Aside from the pictures, the entries should be given again exactly.
-------- Material to process --------
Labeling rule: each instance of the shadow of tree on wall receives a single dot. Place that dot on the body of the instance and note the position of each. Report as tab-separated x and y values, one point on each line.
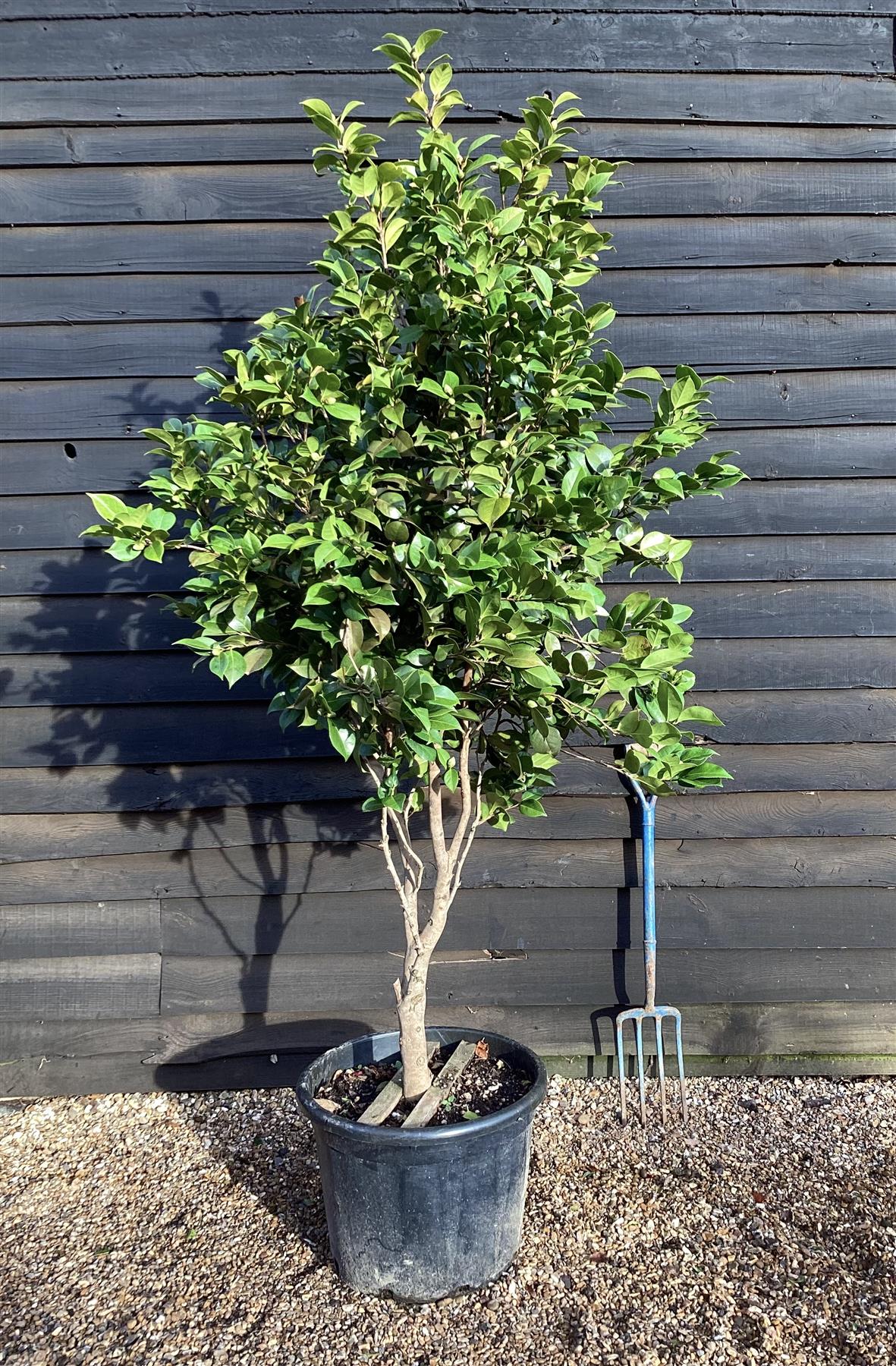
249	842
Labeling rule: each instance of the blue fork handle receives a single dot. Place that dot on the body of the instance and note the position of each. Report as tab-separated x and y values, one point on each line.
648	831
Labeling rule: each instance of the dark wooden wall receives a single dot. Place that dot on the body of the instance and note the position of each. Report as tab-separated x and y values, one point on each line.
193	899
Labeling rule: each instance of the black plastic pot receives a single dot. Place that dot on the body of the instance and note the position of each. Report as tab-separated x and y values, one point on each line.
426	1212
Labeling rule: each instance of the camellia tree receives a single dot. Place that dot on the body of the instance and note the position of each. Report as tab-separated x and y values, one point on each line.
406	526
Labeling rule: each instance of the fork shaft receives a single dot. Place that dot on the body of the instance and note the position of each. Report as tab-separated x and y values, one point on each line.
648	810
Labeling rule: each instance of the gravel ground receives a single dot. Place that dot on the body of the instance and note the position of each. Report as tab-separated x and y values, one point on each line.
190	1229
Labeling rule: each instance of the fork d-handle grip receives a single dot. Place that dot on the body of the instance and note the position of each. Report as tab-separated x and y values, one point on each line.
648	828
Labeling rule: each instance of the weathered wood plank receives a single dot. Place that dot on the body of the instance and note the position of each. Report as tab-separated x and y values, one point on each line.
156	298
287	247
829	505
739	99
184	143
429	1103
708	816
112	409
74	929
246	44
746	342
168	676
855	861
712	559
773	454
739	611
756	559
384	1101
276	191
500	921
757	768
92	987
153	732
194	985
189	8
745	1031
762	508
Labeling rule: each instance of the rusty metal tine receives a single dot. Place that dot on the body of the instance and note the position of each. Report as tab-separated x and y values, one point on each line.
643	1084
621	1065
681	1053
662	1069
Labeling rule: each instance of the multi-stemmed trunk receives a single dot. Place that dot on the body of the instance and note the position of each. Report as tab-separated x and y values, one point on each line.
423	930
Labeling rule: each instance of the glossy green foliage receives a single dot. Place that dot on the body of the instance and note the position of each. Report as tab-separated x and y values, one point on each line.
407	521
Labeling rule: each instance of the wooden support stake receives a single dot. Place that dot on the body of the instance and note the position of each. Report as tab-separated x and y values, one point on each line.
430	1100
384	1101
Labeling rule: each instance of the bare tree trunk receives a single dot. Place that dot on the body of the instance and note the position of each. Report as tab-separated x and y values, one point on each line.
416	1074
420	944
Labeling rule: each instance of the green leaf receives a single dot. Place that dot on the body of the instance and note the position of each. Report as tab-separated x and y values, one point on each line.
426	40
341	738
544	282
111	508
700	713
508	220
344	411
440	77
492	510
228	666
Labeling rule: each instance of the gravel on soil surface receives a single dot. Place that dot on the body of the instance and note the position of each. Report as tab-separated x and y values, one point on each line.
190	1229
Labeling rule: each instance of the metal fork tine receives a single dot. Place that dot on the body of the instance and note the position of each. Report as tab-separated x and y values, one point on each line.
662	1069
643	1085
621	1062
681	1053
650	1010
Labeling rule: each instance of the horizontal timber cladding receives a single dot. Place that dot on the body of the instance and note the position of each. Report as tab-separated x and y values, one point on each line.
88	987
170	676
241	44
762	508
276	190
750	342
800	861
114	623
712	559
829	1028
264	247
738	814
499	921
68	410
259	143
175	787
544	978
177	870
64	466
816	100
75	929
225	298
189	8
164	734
--------
• [Result of this task]
Labeling rule: each instance of the shadow of tree on wall receives a single dot. Place that dot on the body of the instance and note the position of each. Report as tab-separated x and y values, one point on each line.
249	842
Labeling rule: each instance of the blue fork handle receives a single dot. Place that dot on the body of the instance and note the position of each. Report as tab-separated x and y values, one point on each line.
648	831
Labeling rule: each instance of the dark wooden wall receives a single dot. Place that dot on the body of the instance and note the position of each. Report as tab-separated x and y values, one point on each line.
193	899
Labeling rule: each instance of the black plastic pot receives a single dot. Place that dot on the body of the instance and note the position of each. Report as tab-separated x and y values, one point on each line.
426	1212
Labeling rule: each instance of the camellia tree receives a single dot. Place that dot on the body of the instance and note the position of each. Report as tab-separated x and y values, one point on each line.
406	526
Labeling rule: each instance of the fork shaft receives a single dot. Place that dot on the body of the instance and note the position of each. Report as tab-separated x and y values, one point on each line.
648	810
Labeling rule: each instance of the gravel ground receives a single dot. Place that dot on the body of the instance and note the position of each. Report as tab-separated x and y values, one point on each line.
190	1229
Labeling rule: each instance of the fork d-handle grip receives a single dot. Place that dot on the body of the instance and note the position of each. Report as tab-separated x and y values, one point on each line.
648	828
Labeling rule: each instance of the weathered wood plank receives a single dot. Place that dot on the body of the instance and note the position of each. Report as tab-separated x and y values, one point on each line.
156	298
287	247
829	505
739	99
184	143
429	1103
708	816
112	409
74	929
246	44
746	342
168	676
855	861
712	559
773	454
739	611
756	559
384	1101
276	191
500	921
757	768
92	987
153	732
194	985
189	8
745	1031
762	508
Labeling rule: each instance of the rusty metal tine receives a single dot. Place that dot on the body of the instance and note the position of each. Report as tab-separated x and y values, one point on each line.
643	1084
621	1065
681	1053
662	1069
Labeling rule: each instance of the multi-stemmed trunk receives a single dot. Place that dot on the body of the instance and note the position of each. Report as tab-separated x and y values, one point on each line.
423	930
Labeling rule: each instance of the glossy green foliage receives a single dot. Place that dot on the body of the instance and note the position of each. Report as tab-separated x and y values, one point on each line.
407	521
Labeling rule: each instance of the wooden support stake receives a single dot. Place that dot on the body of the instance and note the position of each. Report as tab-separated x and y values, one point on each line.
430	1100
384	1101
Labeling rule: each instance of the bare tree trunk receives a single dot. Place that dot on the body of the instance and note the position of each. Report as tab-separated x and y values, one point on each line.
416	1074
420	944
Labeling rule: each instance of the green leaf receives a single dot. Place that dot on the body of the instance and note the position of each. Report as tab-separated x and y values, one point on each line.
426	40
341	738
544	282
111	508
700	713
508	220
344	411
440	77
492	510
228	666
Labeling rule: each instance of the gravel on soil surface receives a single dot. Place that dot on the body of the instance and note the position of each. Report as tab-separated x and y values, one point on each line.
190	1229
Labeling rule: each instance of the metal fork tine receives a single dot. Place that dot on the body of the instance and note the position of each. Report as tab-separated x and y values, one point on each line.
662	1069
643	1085
621	1062
681	1053
650	1010
Labeling rule: each instance of the horizontal timber cladding receives a single dot. Place that dot on the body of the instance and note the position of each. Report as tab-separated x and y values, one point on each line.
88	987
170	676
241	44
762	508
276	190
750	342
800	861
114	623
712	559
829	1028
264	247
738	814
499	921
68	410
259	143
175	787
544	978
177	870
64	466
816	100
75	929
225	298
189	8
164	734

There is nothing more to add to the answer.